● **SOURCE EXTRACT**:
During the annual AG&M meeting in Garderen Prof.dr. Chris Polman handed out the AG&M grants of 2017. Jelmi uit de Bos has been awarded with The AG&M international student research fellowship and Daniel Miedema has been enrolled in The AG&M PhD talent development program.
AG&M international student research fellowship
Jelmi uit de Bos
I am currently finishing the first year of the research Master Biomedical Sciences at the University of Amsterdam (UvA), specializing in Biochemistry and Metabolic Disease. A compulsory element of this program is to perform two internships at labs of your own choosing. For my second internship, I wanted to join the group of David Sabatini at the Whitehead Institute, as I believe this will be an ideal environment to optimally develop myself and prepare me for a career in research. I am therefore grateful for the opportunity the AG&M international student fellowship provided to perform an internship at this top-notch institute.
My interest in biomedical research was sparked soon after starting my studies, where I followed a wide variety of courses, on topics such as molecular biology, genetics, immunology and microbiology. During my study I participated in the research honors program, where I designed and executed my own research plan in the group of Dr. Riekelt Houtkooper at the Academic Medical Centre in Amsterdam. Here, I developed a growing interest in metabolism. Since the AG&M institute specializes in the field of metabolism and gastroenterology, the AG&M international student research fellowship provides a great opportunity to facilitate this key step in my career.
I will be performing my research in the group of Dr. David Sabatini starting in September. My research will focus on one-carbon (1C) metabolism, an essential pathway that is important for nucleotide synthesis, redox balance, and epigenetic maintenance. 1C metabolism is highly conserved throughout evolution and comprises a set of reactions that depend on the co-factor tetrahydrofolate (THF) to transfer 1C units to a diverse set of targets. 1C metabolism is compartmentalized between mitochondria and the cytosol and both compartments contain parallel pathways with isoenzymes present for each step. Despite its important role in metabolism and cell function, several aspects of 1C metabolism remain unknown. Therefore, I am going to study 1C metabolism using techniques recently developed in the Sabatini lab and ultimately hope to get a better understanding of the mechanisms underlying this complex metabolic pathway.

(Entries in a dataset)
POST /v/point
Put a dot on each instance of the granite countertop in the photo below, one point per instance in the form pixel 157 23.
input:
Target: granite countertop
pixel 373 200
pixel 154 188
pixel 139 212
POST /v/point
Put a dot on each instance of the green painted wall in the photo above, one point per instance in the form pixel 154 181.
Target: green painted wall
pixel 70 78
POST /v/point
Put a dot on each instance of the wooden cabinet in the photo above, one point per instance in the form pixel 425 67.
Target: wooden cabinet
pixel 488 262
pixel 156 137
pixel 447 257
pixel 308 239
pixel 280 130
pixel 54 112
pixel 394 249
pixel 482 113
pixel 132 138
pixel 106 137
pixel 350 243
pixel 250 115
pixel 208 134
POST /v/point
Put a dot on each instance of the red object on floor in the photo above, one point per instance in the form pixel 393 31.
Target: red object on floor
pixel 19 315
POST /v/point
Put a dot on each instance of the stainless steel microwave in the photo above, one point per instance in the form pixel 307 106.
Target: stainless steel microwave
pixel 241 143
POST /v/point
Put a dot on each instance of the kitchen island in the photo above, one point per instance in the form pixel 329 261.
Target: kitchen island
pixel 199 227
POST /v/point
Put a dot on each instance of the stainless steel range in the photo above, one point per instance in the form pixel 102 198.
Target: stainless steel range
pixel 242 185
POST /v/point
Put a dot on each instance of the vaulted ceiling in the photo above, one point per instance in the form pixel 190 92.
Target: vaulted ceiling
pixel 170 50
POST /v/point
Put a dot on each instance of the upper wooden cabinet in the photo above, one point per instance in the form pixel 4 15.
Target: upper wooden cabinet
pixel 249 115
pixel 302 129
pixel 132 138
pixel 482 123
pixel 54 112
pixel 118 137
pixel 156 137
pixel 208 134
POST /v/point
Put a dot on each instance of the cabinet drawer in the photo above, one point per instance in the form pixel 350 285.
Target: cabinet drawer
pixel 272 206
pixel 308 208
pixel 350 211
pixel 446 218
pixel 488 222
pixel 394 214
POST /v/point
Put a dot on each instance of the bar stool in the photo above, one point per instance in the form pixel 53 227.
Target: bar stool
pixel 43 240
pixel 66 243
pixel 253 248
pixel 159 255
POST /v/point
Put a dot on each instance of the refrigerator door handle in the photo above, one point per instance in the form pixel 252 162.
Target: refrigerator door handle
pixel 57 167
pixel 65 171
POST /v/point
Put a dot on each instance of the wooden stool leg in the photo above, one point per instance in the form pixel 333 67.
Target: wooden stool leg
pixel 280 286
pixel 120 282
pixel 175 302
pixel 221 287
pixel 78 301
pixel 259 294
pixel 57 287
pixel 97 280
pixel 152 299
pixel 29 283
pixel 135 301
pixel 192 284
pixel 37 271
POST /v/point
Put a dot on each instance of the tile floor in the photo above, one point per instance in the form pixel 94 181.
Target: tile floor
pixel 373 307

● **APPLY WHAT YOU READ**:
1. Write out the passage of the AG&M grants text that opens with the words containing "During the annual" and closes with "talent development program.".
2. Decide whether each statement agrees with the AG&M grants text, answering yes or no and quoting the words of the text that decide it. (a) The 2017 grants were handed out at the annual AG&M meeting in Garderen. (b) Daniel Miedema received the AG&M international student research fellowship. (c) 1C metabolism is compartmentalized between mitochondria and the nucleus.
3. Proceed with the AG&M grants text, picking up after its last sentence.

● **ANSWERS BELOW**:
1.
During the annual AG&M meeting in Garderen Prof.dr. Chris Polman handed out the AG&M grants of 2017. Jelmi uit de Bos has been awarded with The AG&M international student research fellowship and Daniel Miedema has been enrolled in The AG&M PhD talent development program.

2.
(a) Yes: "During the annual AG&M meeting in Garderen Prof.dr. Chris Polman handed out the AG&M grants of 2017."
(b) No: "Daniel Miedema has been enrolled in The AG&M PhD talent development program."
(c) No: "1C metabolism is compartmentalized between mitochondria and the cytosol"

3.
AG&M PhD talent development program
After a study in physics and specialization in biophysics during my PhD, I started working on oncology during my postdoc at the AMC. I find it very exciting to apply the quantitative approaches, which I have learned while working in physics, to study the growth mode and therapy resistance mechanisms of GI malignancies. The combination of wet-lab experiments and theoretical approaches within one group makes the Laboratory of Experimental Oncology (LEXOR) at the AG&M institute an excellent environment to study the tremendous problem of drug resistance in cancer treatment.
Carcinomas formed in the lining of the gastrointestinal (GI) tract are best treated surgically combined with adjuvant therapy. However, if the bulk of malignant cells cannot be surgically removed, e.g. in a metastatic setting, therapy alone has a limited ability to cure patients. It appears that, below toxic levels, chemotherapeutics, radiation and targeted therapy all have an insufficient efficacy to eradicate malignant cells, such that an initial positive response to (first line) therapy is frequently followed by tumor relapse by the outgrowth of a small fraction of resistant cells. In particular for targeted therapy, the strong heterogenic response of cells to treatment points to an underlying cause of a molecular heterogeneity in the population of malignant cells within a malignancy.
In this project we will study how intra-tumor heterogeneity arises during the transformation of healthy tissue into a malignancy using mathematical modeling. We will develop stochastic models to study the growth mode of solid malignancies. The evolutionary process of competing cells (or “clones”) determines the amount of molecular heterogeneity within a malignancy. Our models will predict whether competition between clones is neutral or dominated by a small fraction of fit clones. In close collaboration with wet-lab experimentalist, we will apply model predictions to quantitative experimental data to arrive at a better understanding of the molecular heterogeneity in tumors. The ultimate goals here are to unravel the evolutionary processes underlying oncogenic development and understand how resistance to therapy arises.